◆ **INFORMATION PROVIDED**:
>>>

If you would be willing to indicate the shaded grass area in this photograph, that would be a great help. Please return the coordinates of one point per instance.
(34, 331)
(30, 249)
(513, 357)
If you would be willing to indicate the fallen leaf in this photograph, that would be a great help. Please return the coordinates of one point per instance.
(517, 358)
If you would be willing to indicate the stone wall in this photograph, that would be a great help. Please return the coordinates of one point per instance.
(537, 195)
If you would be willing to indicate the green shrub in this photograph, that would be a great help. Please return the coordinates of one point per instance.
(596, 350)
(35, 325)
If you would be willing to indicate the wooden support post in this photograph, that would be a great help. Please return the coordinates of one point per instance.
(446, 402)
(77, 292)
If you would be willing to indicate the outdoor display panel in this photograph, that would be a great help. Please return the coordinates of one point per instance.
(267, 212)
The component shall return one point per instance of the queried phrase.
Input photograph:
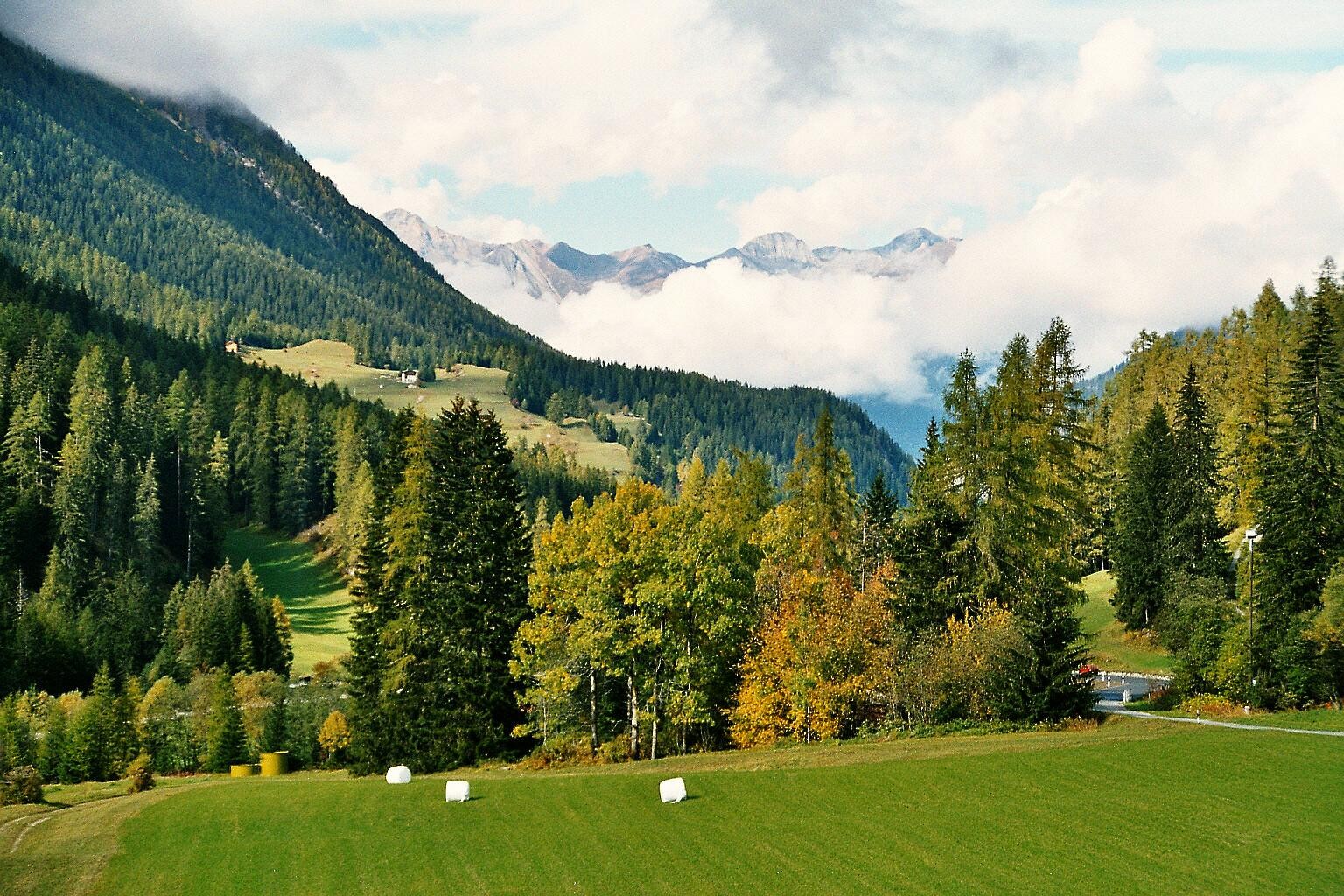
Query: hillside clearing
(1037, 813)
(323, 361)
(1112, 647)
(311, 589)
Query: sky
(1124, 165)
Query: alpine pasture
(1128, 808)
(323, 361)
(311, 587)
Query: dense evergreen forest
(203, 222)
(1213, 436)
(124, 456)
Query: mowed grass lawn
(323, 361)
(311, 590)
(1132, 808)
(1110, 647)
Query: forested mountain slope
(202, 220)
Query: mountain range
(554, 270)
(200, 222)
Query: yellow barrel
(275, 763)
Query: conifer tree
(1195, 542)
(1303, 514)
(1141, 543)
(877, 528)
(452, 595)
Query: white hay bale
(672, 790)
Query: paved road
(1112, 697)
(1112, 687)
(1116, 710)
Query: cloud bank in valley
(1123, 172)
(1170, 205)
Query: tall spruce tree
(436, 629)
(877, 528)
(1195, 540)
(1140, 547)
(1303, 512)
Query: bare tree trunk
(634, 719)
(593, 707)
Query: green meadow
(323, 361)
(311, 589)
(1130, 808)
(1110, 645)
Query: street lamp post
(1251, 534)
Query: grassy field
(1130, 808)
(312, 592)
(1112, 647)
(327, 361)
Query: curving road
(1117, 688)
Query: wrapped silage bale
(672, 790)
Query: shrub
(1210, 705)
(22, 785)
(335, 737)
(140, 774)
(616, 750)
(564, 750)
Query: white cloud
(848, 333)
(1148, 214)
(1097, 183)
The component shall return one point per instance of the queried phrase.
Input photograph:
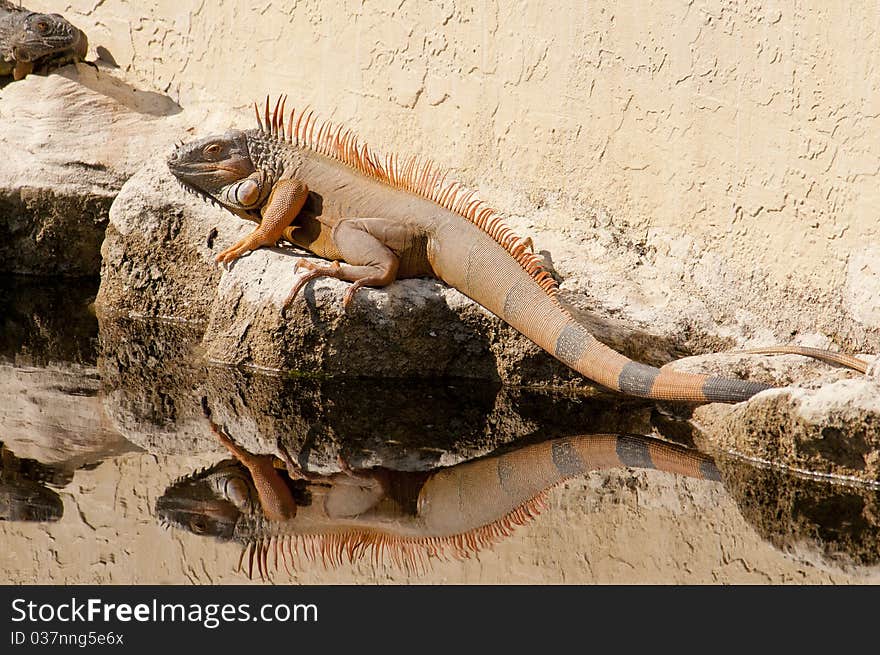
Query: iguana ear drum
(244, 193)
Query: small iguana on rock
(380, 218)
(33, 42)
(24, 495)
(409, 517)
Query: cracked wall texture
(747, 126)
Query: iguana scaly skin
(23, 493)
(380, 219)
(408, 517)
(30, 41)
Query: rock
(828, 525)
(158, 262)
(155, 382)
(68, 141)
(51, 409)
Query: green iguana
(409, 517)
(34, 42)
(380, 218)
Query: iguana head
(220, 169)
(26, 500)
(210, 502)
(40, 35)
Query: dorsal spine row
(416, 175)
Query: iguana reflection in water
(411, 517)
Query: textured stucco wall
(749, 126)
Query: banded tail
(469, 498)
(465, 508)
(486, 273)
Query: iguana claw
(873, 370)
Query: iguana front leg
(22, 70)
(275, 497)
(368, 247)
(284, 203)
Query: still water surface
(111, 473)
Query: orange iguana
(380, 219)
(409, 517)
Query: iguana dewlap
(381, 218)
(32, 41)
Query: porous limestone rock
(68, 141)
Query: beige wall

<<<

◆ **THE REQUEST**: Could you reproduce all the items above verbatim, leaving out the pictures?

◆ **OUTPUT OF THE EXERCISE**:
If you would be willing to indicate the shaded grass area in this photograph, that would be a great help. Please return the coordinates of one point per instance.
(34, 331)
(30, 249)
(513, 357)
If you would be willing to indicate the fallen leaf in this photograph, that would be a great help. Please return the coordinates of one point per instance.
(517, 358)
If you would be willing to indicate the stone wall in this photograph, that would be a great help. Please return the coordinates of one point per instance.
(537, 195)
If you would be willing to indicate the green shrub in this photograph, that would be a great help. Please return the coordinates of one point per instance.
(596, 350)
(35, 325)
If you would be willing to indicate the wooden support post in this photograph, that would be a great help. Please return the coordinates of one point per instance.
(446, 402)
(77, 292)
If you would be willing to indicate the outdoor display panel in this photograph, that would be a great help. Please return the coordinates of one point per instance.
(267, 212)
The component shall return one point per instance of the queried phrase.
Input photograph:
Query: hillside clearing
(1037, 813)
(323, 361)
(1112, 647)
(311, 589)
Query: sky
(1124, 165)
Query: alpine pasture
(1128, 808)
(323, 361)
(311, 587)
Query: dense evergreen forest
(203, 222)
(1213, 436)
(124, 456)
Query: mowed grass lawn
(323, 361)
(311, 590)
(1132, 808)
(1110, 647)
Query: forested mountain slope
(202, 220)
Query: mountain range
(554, 270)
(200, 222)
Query: yellow barrel
(275, 763)
Query: conifer tree
(1195, 542)
(1303, 514)
(1141, 543)
(877, 528)
(452, 595)
Query: white hay bale
(672, 790)
Query: paved road
(1112, 697)
(1112, 687)
(1116, 710)
Query: cloud bank in valley
(1123, 172)
(1170, 205)
Query: tall spruce tree
(436, 629)
(877, 528)
(1195, 540)
(1140, 547)
(1303, 512)
Query: bare tree trunk
(634, 719)
(593, 707)
Query: green meadow
(323, 361)
(311, 589)
(1130, 808)
(1110, 645)
Query: street lamp post
(1251, 534)
Query: grassy field
(1130, 808)
(312, 592)
(1112, 647)
(327, 361)
Query: curving road
(1117, 688)
Query: wrapped silage bale
(672, 790)
Query: shrub
(1210, 705)
(22, 785)
(335, 737)
(140, 774)
(616, 750)
(564, 750)
Query: white cloud
(848, 333)
(1148, 214)
(1097, 183)
The component shall return one point per instance of the queried phrase.
Input photograph:
Query: iguana ear drum
(244, 193)
Query: small iguana on rock
(380, 218)
(33, 42)
(24, 495)
(409, 517)
Query: cracked wall texture
(747, 126)
Query: iguana scaly skin
(23, 493)
(380, 219)
(408, 517)
(30, 41)
Query: rock
(828, 525)
(158, 262)
(155, 382)
(68, 141)
(51, 409)
Query: green iguana
(409, 517)
(34, 42)
(380, 218)
Query: iguana head
(220, 169)
(26, 500)
(210, 502)
(40, 35)
Query: dorsal spine row
(416, 175)
Query: iguana reflection in water
(411, 517)
Query: textured stucco wall
(749, 126)
Query: banded tail
(469, 498)
(465, 508)
(486, 273)
Query: iguana claw
(873, 370)
Query: iguana front leg
(22, 70)
(275, 497)
(368, 247)
(284, 203)
Query: still water surface
(111, 473)
Query: orange iguana
(380, 219)
(409, 517)
Query: iguana dewlap
(381, 218)
(32, 41)
Query: porous limestone rock
(68, 141)
Query: beige wall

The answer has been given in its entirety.